▸ 課題一覧:
#1 ICパッケージについての抜粋から、「図3には1つのインターポーザ」を含む語句で始まり「び列のアレイに配置され得る。」で終わる部分をもう一度書いてください。その際、「はんだボール」を「ソルダボール」に切り替えてください。
#2 ICパッケージについての抜粋によると、インターポーザ311の頂面金属層312はどこに配置されますか。
#3 ICパッケージについての抜粋で、インターポーザ311が含み得るとされている構成要素をすべて挙げてください。

図3には1つのインターポーザ311のみが示されているが、ICパッケージにはいくつかの実施例のために多数のインターポーザが実装されてもよい。インターポーザ311は、インターポーザ基板316と、基板316の上方に配置される頂面金属層312と、基板316の下方に配置される底面金属層318とを含み得る。いくつかの実施例のために、インターポーザ311は、インターポーザにわたって高帯域幅で低遅延の接続を提供し得る、複数の相互接続線(図示せず)も含み得る。インターポーザ311は、インターポーザ311とパッケージ基板322との間に配置される、ダイ302と複数の共晶バンプ320との間のルーティング接続(たとえば、controlled-collapse chipconnection(C4)バンプ)のためのTSV314も含み得る。TSV314は、並列および直列のI/O、パワー/接地、クロッキング、構成信号などのためのダイ302とパッケージ基板322との間の接続を提供し得る。複数の共晶バンプ320は、インターポーザ311をパッケージ基板322に、より特定的にはパッケージ基板322の表面またはパッケージ基板322におけるビア上の伝導性要素に電気的に接続する。
【0042】
ICパッケージ300は、パッケージ基板322の下方に配置される複数のはんだボール324も有する。はんだボール324は、たとえば、回路基板326(たとえば、PCB)の表面上に配置される導電性パッドのマッチング配列と電気的に接触するための行および列のアレイに配置され得る。
【0043】
図4は、本開示の実施例にしたがう、例示の3D ICパッケージ400の断面図である。3D ICパッケージは、(たとえば、インターポーザまたは他のパッシブダイなどの介在構成要素なく)別のICダイの頂部上に積層される少なくとも1つのICダイを含む。これらの活性化ダイは、互いに直接接合され得る。下方のダイは、TSVを用いて上方のダイが下方のダイおよびパッケージ基板と通信することを可能にし得る。たとえば、3D ICパッケージ400は、第2ダイ402
2(標識された「ダイ#2」)の上方に設置される第1ダイ402
1(標識された「ダイ#1」)(集合的に「ダイ402」とよばれる)を含む。

▸ 表示項目:
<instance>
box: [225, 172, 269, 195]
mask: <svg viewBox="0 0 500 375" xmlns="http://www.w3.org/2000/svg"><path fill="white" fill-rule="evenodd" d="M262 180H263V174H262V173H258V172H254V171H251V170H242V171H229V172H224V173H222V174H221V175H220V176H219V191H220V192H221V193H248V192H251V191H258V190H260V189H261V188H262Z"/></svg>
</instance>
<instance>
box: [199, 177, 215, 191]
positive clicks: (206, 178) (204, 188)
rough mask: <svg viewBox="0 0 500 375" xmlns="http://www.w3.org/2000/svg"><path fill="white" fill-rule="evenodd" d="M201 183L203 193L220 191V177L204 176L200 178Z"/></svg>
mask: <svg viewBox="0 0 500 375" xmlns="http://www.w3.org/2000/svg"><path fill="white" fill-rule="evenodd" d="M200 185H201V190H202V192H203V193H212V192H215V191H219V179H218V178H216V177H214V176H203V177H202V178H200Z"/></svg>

▸ 課題の解答:
#1
図3には1つのインターポーザ311のみが示されているが、ICパッケージにはいくつかの実施例のために多数のインターポーザが実装されてもよい。インターポーザ311は、インターポーザ基板316と、基板316の上方に配置される頂面金属層312と、基板316の下方に配置される底面金属層318とを含み得る。いくつかの実施例のために、インターポーザ311は、インターポーザにわたって高帯域幅で低遅延の接続を提供し得る、複数の相互接続線(図示せず)も含み得る。インターポーザ311は、インターポーザ311とパッケージ基板322との間に配置される、ダイ302と複数の共晶バンプ320との間のルーティング接続(たとえば、controlled-collapse chipconnection(C4)バンプ)のためのTSV314も含み得る。TSV314は、並列および直列のI/O、パワー/接地、クロッキング、構成信号などのためのダイ302とパッケージ基板322との間の接続を提供し得る。複数の共晶バンプ320は、インターポーザ311をパッケージ基板322に、より特定的にはパッケージ基板322の表面またはパッケージ基板322におけるビア上の伝導性要素に電気的に接続する。
【0042】
ICパッケージ300は、パッケージ基板322の下方に配置される複数のソルダボール324も有する。ソルダボール324は、たとえば、回路基板326(たとえば、PCB)の表面上に配置される導電性パッドのマッチング配列と電気的に接触するための行および列のアレイに配置され得る。

#2 基板316の上方に配置されます。

#3 インターポーザ基板316、頂面金属層312、底面金属層318、複数の相互接続線、TSV314